[WHAT THE TASK REQUIRES] Reproduce every line, requests included, starting at the line that contains "the grass tuft" and ending at the end of the records, and shift each coordinate in the answers by adding -94 to it.

[ROWS]
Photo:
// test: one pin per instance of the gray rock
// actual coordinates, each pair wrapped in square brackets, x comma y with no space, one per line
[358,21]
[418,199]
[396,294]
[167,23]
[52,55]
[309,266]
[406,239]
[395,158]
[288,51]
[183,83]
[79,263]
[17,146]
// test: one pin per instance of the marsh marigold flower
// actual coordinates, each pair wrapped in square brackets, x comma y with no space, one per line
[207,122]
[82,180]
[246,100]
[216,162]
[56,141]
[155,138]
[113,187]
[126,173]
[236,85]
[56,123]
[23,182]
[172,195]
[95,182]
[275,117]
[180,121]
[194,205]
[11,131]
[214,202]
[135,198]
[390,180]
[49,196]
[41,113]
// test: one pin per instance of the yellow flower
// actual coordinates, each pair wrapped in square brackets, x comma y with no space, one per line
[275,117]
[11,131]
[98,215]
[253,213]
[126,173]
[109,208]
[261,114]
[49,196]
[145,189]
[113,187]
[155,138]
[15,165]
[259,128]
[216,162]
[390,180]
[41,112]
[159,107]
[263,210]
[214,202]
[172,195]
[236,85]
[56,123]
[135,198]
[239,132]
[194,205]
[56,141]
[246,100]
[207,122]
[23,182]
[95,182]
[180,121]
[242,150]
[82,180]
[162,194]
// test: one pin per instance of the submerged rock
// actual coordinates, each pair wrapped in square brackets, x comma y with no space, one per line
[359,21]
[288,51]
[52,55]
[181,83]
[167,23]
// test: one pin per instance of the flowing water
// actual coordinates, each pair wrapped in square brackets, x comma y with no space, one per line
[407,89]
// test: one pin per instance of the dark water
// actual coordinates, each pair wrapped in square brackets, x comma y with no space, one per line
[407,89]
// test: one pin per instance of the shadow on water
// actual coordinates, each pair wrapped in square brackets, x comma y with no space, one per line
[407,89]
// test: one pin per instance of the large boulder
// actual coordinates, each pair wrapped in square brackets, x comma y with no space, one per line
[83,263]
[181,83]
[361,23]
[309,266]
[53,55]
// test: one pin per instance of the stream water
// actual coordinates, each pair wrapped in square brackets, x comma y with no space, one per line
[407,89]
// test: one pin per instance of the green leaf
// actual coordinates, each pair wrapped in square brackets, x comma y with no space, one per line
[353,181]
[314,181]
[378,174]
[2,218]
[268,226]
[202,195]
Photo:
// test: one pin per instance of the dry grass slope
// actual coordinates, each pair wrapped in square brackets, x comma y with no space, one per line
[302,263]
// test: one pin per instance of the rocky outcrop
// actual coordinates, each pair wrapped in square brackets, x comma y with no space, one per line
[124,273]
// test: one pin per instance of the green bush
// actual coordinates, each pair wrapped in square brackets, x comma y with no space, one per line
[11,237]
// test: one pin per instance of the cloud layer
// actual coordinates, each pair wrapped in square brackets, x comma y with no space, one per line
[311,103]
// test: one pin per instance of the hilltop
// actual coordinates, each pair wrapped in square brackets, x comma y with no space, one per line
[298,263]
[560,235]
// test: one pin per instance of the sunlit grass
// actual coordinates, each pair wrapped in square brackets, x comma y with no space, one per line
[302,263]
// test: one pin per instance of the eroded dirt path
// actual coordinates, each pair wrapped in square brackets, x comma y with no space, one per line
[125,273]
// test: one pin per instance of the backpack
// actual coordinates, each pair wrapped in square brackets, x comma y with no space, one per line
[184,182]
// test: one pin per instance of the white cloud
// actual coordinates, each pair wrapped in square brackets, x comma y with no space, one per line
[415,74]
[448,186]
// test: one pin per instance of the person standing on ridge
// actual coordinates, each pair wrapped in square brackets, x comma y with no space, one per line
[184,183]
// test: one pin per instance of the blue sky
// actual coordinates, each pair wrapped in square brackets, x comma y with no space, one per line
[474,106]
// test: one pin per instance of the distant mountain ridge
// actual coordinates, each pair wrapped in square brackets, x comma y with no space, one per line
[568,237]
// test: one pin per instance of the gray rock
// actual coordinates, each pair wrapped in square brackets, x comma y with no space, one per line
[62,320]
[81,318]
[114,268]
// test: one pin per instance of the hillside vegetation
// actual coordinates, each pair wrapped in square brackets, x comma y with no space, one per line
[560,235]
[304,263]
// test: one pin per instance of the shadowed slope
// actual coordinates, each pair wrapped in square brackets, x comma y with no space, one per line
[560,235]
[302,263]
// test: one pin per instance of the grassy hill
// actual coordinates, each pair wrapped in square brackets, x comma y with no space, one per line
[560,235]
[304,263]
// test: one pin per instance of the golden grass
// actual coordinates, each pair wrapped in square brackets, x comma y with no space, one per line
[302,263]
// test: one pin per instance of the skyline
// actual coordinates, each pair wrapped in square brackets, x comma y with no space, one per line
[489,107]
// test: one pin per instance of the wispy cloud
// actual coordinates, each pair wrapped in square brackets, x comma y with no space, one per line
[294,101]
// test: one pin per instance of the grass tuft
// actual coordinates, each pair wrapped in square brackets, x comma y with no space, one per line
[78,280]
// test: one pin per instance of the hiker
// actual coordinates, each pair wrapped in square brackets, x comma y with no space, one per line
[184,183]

[EXERCISE OUTPUT]
// test: one pin per instance of the grass tuft
// actual coordinates, each pair wrapped in square brackets, x comma y with no space, one per line
[-16,186]
// test: one pin per instance of the hiker
// actual coordinates, each pair wrapped in square brackets, x comma y with no space, one per line
[90,89]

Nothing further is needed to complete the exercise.